__GIVEN INSTRUCTION__: Copy the records below exactly, from the line containing "bbox: front tire" through the last line, and leave out every picture.

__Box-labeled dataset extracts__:
════════════════════
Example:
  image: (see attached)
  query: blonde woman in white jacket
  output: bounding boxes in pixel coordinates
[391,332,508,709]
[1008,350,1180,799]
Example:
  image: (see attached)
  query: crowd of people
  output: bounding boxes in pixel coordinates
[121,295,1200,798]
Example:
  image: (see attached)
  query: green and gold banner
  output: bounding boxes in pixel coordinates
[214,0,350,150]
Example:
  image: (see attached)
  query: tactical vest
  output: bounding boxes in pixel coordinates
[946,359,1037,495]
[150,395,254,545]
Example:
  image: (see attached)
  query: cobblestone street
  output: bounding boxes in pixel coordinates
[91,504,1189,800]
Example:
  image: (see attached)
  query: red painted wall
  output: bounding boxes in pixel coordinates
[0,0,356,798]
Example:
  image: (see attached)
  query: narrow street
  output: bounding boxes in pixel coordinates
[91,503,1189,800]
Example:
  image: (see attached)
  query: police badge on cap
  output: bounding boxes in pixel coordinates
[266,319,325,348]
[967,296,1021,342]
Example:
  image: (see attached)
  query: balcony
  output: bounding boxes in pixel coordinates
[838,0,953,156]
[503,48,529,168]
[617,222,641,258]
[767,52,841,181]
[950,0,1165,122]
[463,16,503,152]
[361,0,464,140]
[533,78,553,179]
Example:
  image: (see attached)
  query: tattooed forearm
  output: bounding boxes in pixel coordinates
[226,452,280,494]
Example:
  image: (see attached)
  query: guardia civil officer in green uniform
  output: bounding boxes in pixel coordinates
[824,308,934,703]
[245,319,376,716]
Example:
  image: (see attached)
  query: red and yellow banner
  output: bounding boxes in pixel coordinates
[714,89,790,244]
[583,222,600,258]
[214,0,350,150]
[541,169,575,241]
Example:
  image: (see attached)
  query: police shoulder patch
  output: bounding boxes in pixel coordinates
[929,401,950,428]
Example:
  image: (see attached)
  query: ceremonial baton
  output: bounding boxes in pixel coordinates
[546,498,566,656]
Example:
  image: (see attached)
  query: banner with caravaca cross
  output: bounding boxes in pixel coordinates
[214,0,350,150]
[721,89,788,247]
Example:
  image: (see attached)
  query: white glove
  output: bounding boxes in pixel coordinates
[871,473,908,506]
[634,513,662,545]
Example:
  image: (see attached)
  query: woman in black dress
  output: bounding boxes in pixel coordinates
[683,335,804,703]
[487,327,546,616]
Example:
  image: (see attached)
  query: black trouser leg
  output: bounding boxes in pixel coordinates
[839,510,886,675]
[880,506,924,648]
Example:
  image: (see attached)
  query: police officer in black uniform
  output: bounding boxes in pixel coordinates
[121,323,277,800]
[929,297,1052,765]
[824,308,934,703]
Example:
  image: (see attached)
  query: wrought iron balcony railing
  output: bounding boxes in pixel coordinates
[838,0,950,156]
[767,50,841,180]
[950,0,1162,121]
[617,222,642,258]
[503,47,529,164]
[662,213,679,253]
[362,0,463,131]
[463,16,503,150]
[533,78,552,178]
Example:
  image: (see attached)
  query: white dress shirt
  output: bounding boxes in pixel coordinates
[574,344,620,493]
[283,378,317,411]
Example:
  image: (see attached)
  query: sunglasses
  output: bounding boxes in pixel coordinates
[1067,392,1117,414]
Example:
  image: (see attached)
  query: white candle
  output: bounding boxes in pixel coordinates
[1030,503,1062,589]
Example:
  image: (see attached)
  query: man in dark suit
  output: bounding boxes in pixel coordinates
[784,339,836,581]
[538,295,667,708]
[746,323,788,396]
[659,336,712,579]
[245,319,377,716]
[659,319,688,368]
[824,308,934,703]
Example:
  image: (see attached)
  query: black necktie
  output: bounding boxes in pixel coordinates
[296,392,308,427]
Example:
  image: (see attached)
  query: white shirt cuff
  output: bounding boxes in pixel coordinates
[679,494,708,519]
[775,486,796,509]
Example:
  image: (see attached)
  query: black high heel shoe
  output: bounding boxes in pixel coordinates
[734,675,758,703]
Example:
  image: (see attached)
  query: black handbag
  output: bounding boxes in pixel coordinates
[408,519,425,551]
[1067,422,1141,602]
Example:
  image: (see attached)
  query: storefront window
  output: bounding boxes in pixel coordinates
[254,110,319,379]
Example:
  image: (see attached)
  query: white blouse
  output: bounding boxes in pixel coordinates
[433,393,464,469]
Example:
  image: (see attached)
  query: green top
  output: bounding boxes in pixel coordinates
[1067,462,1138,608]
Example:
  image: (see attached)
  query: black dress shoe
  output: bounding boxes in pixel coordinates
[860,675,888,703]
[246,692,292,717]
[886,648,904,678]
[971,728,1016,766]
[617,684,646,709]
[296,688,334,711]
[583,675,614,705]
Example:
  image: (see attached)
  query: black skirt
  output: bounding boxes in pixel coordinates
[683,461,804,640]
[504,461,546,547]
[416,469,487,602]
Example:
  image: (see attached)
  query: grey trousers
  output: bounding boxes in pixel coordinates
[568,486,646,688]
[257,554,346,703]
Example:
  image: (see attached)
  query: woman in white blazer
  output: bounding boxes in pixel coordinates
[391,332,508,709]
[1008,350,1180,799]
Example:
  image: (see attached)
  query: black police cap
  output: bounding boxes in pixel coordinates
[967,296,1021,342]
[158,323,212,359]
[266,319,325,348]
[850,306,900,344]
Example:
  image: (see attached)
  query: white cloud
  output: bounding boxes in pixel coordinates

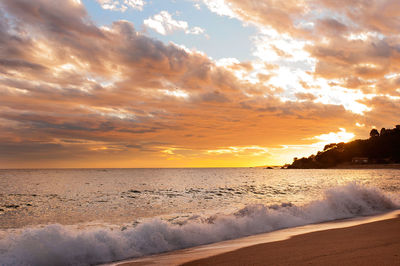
[203,0,237,18]
[143,11,205,35]
[97,0,145,12]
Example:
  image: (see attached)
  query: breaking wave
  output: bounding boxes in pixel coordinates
[0,183,400,265]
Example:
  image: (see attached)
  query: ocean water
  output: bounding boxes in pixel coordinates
[0,168,400,265]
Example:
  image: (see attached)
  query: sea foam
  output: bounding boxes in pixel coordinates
[0,183,400,265]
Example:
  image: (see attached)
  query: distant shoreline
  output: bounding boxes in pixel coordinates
[327,163,400,169]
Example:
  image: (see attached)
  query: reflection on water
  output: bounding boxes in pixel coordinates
[0,168,400,229]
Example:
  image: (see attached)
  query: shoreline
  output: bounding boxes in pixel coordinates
[111,210,400,266]
[181,215,400,266]
[328,163,400,169]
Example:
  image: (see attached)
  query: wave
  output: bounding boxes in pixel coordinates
[0,183,400,265]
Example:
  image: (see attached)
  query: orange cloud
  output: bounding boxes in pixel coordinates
[0,0,398,167]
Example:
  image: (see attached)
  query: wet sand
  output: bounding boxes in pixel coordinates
[183,216,400,266]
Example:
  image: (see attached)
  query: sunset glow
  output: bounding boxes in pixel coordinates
[0,0,400,168]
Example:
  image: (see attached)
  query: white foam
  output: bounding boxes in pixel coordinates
[0,183,399,265]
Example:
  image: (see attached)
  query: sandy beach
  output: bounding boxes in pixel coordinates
[183,217,400,266]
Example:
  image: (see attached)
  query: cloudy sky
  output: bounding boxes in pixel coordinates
[0,0,400,168]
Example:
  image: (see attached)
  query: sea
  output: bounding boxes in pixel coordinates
[0,168,400,265]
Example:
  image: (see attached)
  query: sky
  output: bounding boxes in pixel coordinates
[0,0,400,168]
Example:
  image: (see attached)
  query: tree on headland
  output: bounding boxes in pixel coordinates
[288,125,400,168]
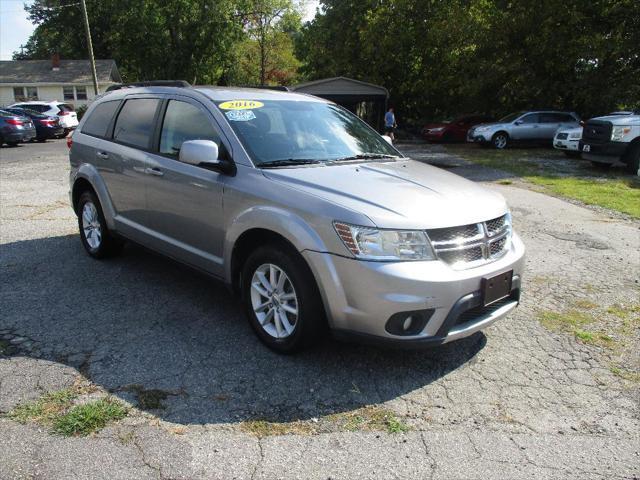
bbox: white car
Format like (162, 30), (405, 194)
(9, 101), (78, 135)
(553, 127), (582, 157)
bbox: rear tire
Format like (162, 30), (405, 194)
(76, 190), (124, 259)
(491, 132), (509, 150)
(623, 142), (640, 175)
(241, 243), (326, 354)
(591, 160), (611, 170)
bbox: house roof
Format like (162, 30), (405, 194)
(290, 77), (389, 98)
(0, 60), (122, 84)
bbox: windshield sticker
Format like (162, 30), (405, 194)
(218, 100), (264, 110)
(224, 110), (256, 122)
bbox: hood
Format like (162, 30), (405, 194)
(591, 115), (640, 127)
(263, 159), (507, 229)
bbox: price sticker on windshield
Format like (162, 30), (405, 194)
(218, 100), (264, 110)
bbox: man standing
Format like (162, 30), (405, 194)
(384, 107), (398, 141)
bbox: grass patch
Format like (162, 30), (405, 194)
(240, 420), (316, 438)
(329, 406), (409, 433)
(52, 397), (128, 437)
(8, 388), (77, 425)
(456, 149), (640, 218)
(7, 387), (127, 436)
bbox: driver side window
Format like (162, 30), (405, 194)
(160, 100), (224, 158)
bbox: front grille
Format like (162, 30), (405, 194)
(427, 215), (511, 270)
(582, 120), (613, 144)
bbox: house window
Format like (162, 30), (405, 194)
(13, 87), (38, 102)
(62, 87), (75, 100)
(76, 87), (87, 100)
(62, 86), (87, 100)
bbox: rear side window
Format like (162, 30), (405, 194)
(520, 113), (539, 123)
(113, 98), (160, 149)
(82, 101), (120, 137)
(160, 100), (220, 157)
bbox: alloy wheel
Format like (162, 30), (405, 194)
(251, 263), (298, 339)
(82, 202), (102, 250)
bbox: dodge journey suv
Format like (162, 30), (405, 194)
(68, 86), (524, 352)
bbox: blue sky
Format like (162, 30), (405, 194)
(0, 0), (319, 60)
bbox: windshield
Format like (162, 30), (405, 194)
(218, 100), (399, 166)
(498, 112), (524, 123)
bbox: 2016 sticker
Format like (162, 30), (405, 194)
(224, 110), (256, 122)
(218, 100), (264, 110)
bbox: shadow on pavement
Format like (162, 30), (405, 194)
(0, 235), (485, 424)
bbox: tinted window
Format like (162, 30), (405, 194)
(218, 100), (398, 164)
(520, 113), (539, 123)
(82, 101), (120, 137)
(113, 98), (160, 148)
(160, 100), (220, 156)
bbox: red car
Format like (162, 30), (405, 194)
(422, 115), (493, 142)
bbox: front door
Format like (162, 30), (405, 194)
(511, 113), (541, 142)
(146, 99), (227, 276)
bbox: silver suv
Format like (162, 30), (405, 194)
(69, 87), (524, 352)
(467, 110), (580, 149)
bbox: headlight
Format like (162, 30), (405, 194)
(611, 127), (631, 142)
(333, 222), (435, 261)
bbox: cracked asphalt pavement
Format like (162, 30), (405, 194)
(0, 140), (640, 479)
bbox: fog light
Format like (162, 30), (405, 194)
(402, 316), (413, 332)
(385, 309), (435, 336)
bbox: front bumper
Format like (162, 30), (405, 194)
(553, 138), (580, 152)
(467, 132), (492, 143)
(303, 234), (525, 347)
(578, 140), (629, 163)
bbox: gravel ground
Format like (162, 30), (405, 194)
(0, 141), (640, 479)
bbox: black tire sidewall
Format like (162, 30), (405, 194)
(77, 191), (109, 258)
(491, 132), (509, 150)
(242, 245), (323, 353)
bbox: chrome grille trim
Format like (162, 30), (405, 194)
(427, 214), (511, 270)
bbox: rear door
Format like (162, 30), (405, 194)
(101, 96), (161, 242)
(511, 113), (541, 141)
(146, 96), (229, 276)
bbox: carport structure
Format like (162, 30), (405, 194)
(289, 77), (389, 131)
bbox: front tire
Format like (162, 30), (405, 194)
(76, 191), (123, 259)
(242, 244), (325, 353)
(491, 132), (509, 150)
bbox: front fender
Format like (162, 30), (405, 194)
(71, 163), (116, 230)
(224, 206), (337, 283)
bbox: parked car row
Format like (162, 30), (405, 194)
(0, 101), (78, 146)
(422, 110), (640, 173)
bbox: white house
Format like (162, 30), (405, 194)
(0, 55), (122, 108)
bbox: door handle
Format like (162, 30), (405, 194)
(144, 168), (164, 177)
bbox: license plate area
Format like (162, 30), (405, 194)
(482, 270), (513, 307)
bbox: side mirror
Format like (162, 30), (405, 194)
(178, 140), (230, 172)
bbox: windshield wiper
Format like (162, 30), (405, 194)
(330, 153), (400, 163)
(257, 158), (322, 168)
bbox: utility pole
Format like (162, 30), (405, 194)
(80, 0), (98, 95)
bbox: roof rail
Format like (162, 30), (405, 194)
(106, 80), (191, 92)
(242, 85), (290, 92)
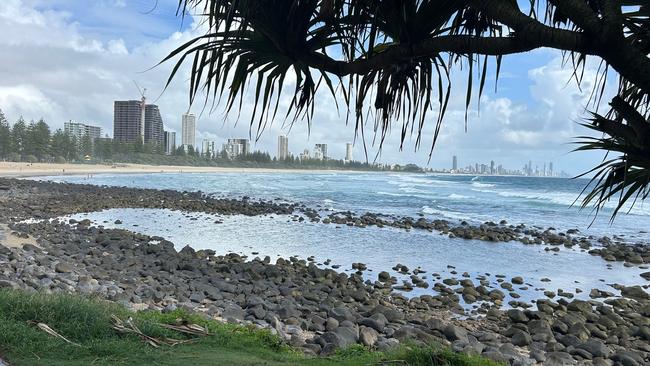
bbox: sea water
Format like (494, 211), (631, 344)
(35, 173), (650, 301)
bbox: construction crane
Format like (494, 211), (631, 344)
(133, 80), (147, 142)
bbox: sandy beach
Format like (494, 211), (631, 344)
(0, 162), (368, 178)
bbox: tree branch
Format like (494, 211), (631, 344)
(547, 0), (602, 34)
(301, 31), (591, 76)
════════════════════
__RESPONSE FOR THIS EXERCISE__:
bbox: front tire
Format like (162, 30), (405, 194)
(76, 191), (123, 259)
(242, 244), (325, 353)
(491, 132), (509, 150)
bbox: front fender
Format like (162, 30), (405, 194)
(71, 163), (116, 230)
(224, 206), (337, 283)
bbox: parked car row
Format like (162, 30), (405, 194)
(0, 101), (78, 146)
(422, 110), (640, 173)
bbox: white house
Format like (162, 30), (405, 194)
(0, 55), (122, 108)
bbox: door handle
Format like (162, 30), (405, 194)
(144, 168), (164, 177)
bbox: license plate area
Format like (162, 30), (405, 194)
(482, 270), (513, 307)
bbox: side mirror
Format like (162, 30), (405, 194)
(178, 140), (230, 172)
bbox: windshield wiper
Format like (162, 30), (405, 194)
(330, 153), (400, 163)
(257, 158), (322, 168)
bbox: utility pole
Format like (162, 30), (405, 194)
(80, 0), (98, 95)
bbox: roof rail
Format like (162, 30), (405, 194)
(106, 80), (191, 92)
(242, 85), (290, 92)
bbox: sea water
Format like (494, 211), (631, 344)
(35, 173), (650, 301)
bbox: construction crane
Format like (494, 211), (631, 344)
(133, 80), (147, 142)
bbox: sandy beach
Format like (494, 211), (631, 344)
(0, 162), (368, 178)
bbox: tree branch
Format like (494, 211), (631, 344)
(547, 0), (602, 34)
(301, 31), (591, 76)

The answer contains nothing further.